---------- SUPPLIED DATA ----------
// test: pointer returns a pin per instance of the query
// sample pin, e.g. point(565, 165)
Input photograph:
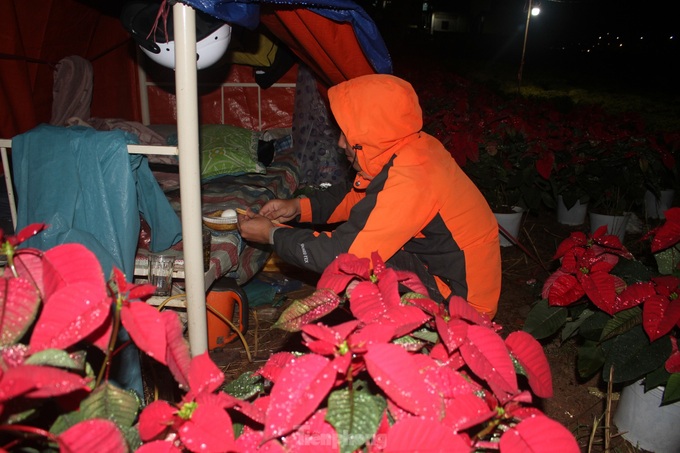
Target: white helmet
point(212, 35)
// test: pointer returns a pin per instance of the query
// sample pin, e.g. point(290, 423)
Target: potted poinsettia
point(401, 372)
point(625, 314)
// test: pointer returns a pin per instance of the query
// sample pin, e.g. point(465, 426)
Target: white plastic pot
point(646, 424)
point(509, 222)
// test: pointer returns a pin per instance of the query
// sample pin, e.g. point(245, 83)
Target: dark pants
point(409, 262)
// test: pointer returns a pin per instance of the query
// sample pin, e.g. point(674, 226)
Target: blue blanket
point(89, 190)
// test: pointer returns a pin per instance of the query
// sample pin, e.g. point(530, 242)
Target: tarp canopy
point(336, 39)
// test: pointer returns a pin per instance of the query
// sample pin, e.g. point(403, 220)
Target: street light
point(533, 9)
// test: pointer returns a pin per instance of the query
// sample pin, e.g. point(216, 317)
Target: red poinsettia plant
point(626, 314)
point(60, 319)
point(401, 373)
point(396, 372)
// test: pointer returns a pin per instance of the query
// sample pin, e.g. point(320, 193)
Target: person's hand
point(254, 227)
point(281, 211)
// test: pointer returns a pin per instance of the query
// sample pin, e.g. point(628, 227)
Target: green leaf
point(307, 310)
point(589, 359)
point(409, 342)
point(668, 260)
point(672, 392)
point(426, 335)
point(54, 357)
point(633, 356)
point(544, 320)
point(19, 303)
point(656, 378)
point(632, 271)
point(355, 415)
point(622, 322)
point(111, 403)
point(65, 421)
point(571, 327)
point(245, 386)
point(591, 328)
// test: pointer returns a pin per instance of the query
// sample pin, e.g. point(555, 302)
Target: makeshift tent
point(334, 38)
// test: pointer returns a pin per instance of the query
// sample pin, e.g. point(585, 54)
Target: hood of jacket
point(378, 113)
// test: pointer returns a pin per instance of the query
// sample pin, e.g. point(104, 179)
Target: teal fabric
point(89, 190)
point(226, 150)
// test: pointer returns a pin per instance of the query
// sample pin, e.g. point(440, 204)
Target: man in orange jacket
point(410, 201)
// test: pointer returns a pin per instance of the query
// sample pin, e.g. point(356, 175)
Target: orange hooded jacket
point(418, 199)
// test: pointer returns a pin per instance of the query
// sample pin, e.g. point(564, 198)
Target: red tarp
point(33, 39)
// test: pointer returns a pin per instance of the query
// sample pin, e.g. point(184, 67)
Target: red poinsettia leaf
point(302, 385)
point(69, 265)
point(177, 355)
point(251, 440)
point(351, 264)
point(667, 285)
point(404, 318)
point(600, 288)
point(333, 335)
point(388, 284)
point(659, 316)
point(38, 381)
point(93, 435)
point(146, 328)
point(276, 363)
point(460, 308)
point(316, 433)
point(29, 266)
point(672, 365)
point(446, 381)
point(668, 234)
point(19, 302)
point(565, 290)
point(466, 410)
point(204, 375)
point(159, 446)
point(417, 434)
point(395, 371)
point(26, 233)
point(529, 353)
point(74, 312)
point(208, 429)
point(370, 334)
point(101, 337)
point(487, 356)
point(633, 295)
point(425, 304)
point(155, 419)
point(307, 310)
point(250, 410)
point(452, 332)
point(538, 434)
----------
---------- SUPPLIED DATA ----------
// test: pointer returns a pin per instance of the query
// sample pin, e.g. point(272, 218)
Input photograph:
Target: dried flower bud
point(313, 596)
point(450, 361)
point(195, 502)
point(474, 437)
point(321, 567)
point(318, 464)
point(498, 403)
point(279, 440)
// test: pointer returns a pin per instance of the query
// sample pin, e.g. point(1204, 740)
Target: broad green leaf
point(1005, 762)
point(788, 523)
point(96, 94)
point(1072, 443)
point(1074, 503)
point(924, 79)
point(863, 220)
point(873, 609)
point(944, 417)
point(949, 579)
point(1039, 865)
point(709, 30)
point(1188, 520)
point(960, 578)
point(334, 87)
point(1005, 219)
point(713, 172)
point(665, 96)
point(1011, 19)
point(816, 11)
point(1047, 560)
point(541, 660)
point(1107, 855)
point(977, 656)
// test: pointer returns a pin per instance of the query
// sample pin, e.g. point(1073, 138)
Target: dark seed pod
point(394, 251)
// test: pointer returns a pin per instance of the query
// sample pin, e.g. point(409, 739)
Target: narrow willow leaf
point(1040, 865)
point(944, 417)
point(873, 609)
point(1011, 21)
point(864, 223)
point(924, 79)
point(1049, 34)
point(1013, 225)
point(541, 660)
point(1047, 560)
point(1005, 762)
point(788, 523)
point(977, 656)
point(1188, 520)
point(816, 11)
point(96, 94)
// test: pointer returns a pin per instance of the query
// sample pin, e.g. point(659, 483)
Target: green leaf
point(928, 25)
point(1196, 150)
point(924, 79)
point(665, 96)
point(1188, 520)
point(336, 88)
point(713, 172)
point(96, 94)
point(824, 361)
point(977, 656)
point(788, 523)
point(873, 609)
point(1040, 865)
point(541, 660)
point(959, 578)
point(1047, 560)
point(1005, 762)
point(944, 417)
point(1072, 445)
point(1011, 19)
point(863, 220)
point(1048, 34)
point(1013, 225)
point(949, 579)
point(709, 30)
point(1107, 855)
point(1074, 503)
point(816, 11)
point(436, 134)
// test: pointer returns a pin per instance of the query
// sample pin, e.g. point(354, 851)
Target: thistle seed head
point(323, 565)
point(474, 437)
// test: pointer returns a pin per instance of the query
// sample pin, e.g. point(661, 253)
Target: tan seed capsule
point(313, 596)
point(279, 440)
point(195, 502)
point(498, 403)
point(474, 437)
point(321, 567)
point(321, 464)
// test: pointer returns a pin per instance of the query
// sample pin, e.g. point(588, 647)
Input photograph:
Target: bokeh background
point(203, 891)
----------
*THE TASK*
List every line in the items above that contains the word "jacket", matching case exactly.

*EXERCISE RESULT*
Target: hood of jacket
Target: man in orange jacket
Target: orange hooded jacket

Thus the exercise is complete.